- **CONSEGNA 1**: Secondo il testo, chi è la direttrice generale del Dgb?
- **CONSEGNA 2**: Nel testo, riscrivi tutto ciò che va da "Solleva dubbi anche" fino a "grande twittatore. Coincidenze?", sostituendo "Twitter" con "Facebook".

━━ TESTO FORNITO ━━

I sospetti sono confermati dal nome della direttrice generale del Dgb: Nina Jankowicz. Ricercatrice, laureata alla Georgetown University, detta “Mary Poppins”, per aver lanciato la sua nuova versione della nota filastrocca del personaggio Disney (che suona: “Supercalifragilisticexpialidocious”), la Jankowicz è partita subito col distinguersi come una figura di parte, già dalla presentazione del suo nuovo incarico. Dello scoop del New York Post sul caso Hunter Biden, sulle prove che avrebbero permesso un’indagine per corruzione del figlio dell’allora candidato presidente, dice che siano solo “un prodotto della campagna di Donald Trump”. Anche il New York Times, di sinistra, ha ormai ammesso che siano vere. Sulla sfiducia degli americani nei media, pensa che sia solo: “alimentata dai continui attacchi dell’amministrazione Trump” e non dal calo di qualità o dall’ideologizzazione dei media stessi. Sulla polarizzazione della politica americana: “Finché non mitighiamo la nostra polarizzazione politica, sulle nostre questioni politiche interne, continueremo ad essere facile preda per ogni attore ostile che voglia manipolarci, russo o iraniano, interno o estero”. Che è la cosa meno democratica che si possa dire, in un sistema fondato sull’alternanza.
Solleva dubbi anche il tempismo di questo annuncio. Si potrebbe pensare che sia legato alla guerra con la Russia, in cui però gli Usa non intervengono, se non molto indirettamente. Ma la coincidenza temporale vera è quella dell’acquisto di Twitter da parte di Elon Musk e la sua promessa di lasciare più libertà di espressione nel grande social network. Quel che tutti temono realmente è il ritorno di Donald Trump, che fino al giorno della sua espulsione, era un grande twittatore. Coincidenze?
Insomma, i conservatori non sono paranoici se chiamano il nuovo Dgb il “Ministero della Verità”, come quello immaginato da Orwell, nel regime del Grande Fratello, che aveva soprattutto lo scopo di riscrivere continuamente la storia. Hanno torto, però, quelli che pensano ad una equivalenza morale fra il sistema di censura occidentale e il sistema totalitario cinese e russo.

━━━
━━ DATI FORNITI ━━

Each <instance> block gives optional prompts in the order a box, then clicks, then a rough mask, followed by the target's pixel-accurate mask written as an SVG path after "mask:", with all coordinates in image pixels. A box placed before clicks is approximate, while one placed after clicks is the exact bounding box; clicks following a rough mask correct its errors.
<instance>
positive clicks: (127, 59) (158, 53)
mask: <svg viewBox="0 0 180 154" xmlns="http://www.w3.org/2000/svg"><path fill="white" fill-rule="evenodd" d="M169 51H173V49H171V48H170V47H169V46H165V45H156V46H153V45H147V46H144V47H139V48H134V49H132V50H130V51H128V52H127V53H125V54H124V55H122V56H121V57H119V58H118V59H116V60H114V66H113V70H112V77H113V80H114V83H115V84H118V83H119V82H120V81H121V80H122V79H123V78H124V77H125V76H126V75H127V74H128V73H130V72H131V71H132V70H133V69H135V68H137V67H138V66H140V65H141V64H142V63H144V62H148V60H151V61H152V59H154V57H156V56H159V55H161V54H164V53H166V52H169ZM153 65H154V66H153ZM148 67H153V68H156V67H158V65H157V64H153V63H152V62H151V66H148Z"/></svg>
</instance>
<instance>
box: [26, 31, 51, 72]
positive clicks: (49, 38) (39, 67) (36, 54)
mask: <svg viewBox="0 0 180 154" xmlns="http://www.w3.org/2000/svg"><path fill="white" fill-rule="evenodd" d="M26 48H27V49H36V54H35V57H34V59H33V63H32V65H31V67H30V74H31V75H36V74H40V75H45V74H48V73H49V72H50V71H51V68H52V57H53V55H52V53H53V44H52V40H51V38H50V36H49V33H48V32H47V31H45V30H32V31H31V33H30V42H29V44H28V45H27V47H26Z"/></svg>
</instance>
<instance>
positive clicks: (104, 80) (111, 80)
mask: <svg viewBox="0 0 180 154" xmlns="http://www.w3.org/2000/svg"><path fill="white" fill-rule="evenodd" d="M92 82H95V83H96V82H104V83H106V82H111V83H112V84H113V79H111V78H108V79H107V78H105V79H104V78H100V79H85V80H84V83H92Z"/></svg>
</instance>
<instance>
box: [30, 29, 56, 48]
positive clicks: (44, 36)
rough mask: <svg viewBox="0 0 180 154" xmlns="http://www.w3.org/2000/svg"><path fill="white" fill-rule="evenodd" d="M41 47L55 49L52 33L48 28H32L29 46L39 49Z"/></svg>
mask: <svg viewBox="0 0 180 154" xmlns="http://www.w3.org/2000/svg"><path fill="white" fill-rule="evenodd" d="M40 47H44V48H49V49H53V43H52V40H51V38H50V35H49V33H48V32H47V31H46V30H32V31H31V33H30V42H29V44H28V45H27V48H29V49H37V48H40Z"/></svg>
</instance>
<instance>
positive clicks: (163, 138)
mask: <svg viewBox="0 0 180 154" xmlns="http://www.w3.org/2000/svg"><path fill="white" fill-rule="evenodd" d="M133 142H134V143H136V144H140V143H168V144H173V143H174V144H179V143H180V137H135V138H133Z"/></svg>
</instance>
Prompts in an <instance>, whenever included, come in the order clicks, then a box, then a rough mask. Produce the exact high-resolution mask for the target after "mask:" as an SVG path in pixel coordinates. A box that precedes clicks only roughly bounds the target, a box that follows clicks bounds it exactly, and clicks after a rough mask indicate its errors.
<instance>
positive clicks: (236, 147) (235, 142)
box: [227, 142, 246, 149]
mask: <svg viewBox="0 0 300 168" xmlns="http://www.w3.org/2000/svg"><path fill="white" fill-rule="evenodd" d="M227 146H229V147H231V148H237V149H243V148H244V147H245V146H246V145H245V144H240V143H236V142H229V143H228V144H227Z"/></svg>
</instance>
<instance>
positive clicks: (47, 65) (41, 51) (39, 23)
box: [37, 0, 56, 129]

━━━

- **SOLUZIONE 1**: Nina Jankowicz.

- **SOLUZIONE 2**:
Solleva dubbi anche il tempismo di questo annuncio. Si potrebbe pensare che sia legato alla guerra con la Russia, in cui però gli Usa non intervengono, se non molto indirettamente. Ma la coincidenza temporale vera è quella dell’acquisto di Facebook da parte di Elon Musk e la sua promessa di lasciare più libertà di espressione nel grande social network. Quel che tutti temono realmente è il ritorno di Donald Trump, che fino al giorno della sua espulsione, era un grande twittatore. Coincidenze?